Pick out and copy each line in the material below that contains the word "dune". Case counts.

-*-

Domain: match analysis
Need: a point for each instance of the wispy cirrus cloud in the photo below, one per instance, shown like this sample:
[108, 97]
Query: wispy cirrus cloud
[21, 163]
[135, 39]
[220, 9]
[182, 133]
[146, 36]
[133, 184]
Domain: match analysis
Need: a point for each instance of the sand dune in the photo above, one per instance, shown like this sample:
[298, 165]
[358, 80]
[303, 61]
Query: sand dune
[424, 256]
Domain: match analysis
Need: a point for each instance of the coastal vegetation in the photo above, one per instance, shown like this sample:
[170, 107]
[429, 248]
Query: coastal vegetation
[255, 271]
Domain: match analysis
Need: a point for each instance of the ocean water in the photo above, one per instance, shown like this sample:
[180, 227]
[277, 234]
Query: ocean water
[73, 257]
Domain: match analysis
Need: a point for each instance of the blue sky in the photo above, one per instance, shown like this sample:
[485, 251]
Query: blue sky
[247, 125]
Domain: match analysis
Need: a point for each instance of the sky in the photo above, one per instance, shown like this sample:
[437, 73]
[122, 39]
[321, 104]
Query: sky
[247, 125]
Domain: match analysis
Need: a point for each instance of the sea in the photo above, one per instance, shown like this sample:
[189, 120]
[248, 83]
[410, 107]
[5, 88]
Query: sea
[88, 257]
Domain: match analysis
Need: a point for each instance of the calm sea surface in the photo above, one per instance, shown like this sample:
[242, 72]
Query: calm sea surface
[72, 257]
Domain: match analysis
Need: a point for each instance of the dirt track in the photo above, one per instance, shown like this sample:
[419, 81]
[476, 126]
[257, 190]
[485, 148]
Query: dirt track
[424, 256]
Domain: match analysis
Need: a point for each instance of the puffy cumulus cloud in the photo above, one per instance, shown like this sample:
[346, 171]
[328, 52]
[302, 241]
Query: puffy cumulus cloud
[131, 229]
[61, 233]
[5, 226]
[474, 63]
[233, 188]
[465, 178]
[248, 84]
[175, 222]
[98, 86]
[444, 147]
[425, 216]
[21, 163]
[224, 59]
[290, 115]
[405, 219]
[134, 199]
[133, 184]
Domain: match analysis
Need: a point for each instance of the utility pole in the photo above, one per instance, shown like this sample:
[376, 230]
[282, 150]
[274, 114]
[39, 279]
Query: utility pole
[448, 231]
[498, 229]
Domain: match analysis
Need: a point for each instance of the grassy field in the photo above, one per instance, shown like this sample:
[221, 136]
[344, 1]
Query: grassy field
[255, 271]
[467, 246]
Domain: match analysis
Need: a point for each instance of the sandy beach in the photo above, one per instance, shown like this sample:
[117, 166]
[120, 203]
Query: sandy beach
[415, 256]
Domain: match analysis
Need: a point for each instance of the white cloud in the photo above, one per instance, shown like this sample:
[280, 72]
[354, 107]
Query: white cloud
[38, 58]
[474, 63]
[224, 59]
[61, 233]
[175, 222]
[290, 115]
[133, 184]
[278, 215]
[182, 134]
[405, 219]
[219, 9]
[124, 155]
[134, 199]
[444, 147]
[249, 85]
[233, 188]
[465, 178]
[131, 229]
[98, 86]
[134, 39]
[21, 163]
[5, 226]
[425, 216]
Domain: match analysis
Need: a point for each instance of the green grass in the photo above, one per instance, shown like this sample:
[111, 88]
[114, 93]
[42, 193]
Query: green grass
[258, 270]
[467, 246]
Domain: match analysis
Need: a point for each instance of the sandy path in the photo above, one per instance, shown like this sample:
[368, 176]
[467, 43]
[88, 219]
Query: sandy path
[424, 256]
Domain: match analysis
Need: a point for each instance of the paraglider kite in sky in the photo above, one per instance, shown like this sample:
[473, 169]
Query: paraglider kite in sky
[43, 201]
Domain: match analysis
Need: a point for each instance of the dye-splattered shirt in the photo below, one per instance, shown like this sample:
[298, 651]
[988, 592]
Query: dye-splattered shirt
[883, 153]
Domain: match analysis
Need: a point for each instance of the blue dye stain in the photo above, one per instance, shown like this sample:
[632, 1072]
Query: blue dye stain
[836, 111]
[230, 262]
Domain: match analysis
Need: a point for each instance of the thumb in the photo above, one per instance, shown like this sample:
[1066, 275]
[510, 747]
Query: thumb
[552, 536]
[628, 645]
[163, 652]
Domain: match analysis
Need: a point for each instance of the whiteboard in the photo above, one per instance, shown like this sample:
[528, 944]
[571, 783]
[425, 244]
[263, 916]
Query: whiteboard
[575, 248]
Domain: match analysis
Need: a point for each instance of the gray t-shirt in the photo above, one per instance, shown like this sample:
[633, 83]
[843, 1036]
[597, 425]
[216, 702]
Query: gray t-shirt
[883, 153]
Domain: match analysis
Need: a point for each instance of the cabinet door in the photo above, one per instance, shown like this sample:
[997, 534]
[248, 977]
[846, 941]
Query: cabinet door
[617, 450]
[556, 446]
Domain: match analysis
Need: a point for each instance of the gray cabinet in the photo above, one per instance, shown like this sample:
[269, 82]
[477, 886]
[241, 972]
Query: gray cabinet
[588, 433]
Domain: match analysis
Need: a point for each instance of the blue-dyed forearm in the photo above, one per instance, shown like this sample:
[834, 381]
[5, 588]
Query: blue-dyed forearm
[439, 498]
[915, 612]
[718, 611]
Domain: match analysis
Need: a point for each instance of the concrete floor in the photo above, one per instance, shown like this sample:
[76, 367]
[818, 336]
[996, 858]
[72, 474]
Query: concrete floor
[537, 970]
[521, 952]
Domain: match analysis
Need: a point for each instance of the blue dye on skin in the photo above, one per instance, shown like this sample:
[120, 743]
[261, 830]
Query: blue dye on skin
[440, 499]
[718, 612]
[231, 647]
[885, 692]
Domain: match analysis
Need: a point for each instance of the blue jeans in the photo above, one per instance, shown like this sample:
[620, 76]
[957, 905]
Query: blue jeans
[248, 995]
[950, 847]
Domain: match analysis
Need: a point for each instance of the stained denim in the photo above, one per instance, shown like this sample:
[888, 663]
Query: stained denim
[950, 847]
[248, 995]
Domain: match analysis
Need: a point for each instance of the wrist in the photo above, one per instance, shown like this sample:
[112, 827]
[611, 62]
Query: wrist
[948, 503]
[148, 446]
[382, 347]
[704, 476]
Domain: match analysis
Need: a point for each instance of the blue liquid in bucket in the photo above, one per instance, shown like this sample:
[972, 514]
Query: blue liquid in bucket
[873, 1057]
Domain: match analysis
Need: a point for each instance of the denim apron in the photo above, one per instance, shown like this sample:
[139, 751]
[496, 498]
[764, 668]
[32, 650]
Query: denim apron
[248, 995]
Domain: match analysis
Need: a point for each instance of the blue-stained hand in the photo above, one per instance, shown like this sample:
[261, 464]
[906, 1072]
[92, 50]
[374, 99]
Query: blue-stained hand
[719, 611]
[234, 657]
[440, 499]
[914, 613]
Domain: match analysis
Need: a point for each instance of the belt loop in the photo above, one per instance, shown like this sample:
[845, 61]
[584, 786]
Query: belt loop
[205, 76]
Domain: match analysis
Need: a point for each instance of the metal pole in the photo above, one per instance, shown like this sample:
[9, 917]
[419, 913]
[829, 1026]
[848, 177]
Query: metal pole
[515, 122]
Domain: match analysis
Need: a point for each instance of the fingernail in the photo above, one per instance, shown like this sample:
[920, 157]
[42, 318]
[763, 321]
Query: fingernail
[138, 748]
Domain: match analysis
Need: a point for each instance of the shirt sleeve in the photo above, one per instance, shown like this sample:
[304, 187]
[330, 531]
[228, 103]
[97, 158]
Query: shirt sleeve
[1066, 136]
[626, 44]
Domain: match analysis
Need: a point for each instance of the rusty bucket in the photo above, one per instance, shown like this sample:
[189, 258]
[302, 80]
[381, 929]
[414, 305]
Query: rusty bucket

-*-

== Completed exercise ==
Need: a point for each instance of the sand dune in the photo above, one per instance, shown like this sample:
Query: sand dune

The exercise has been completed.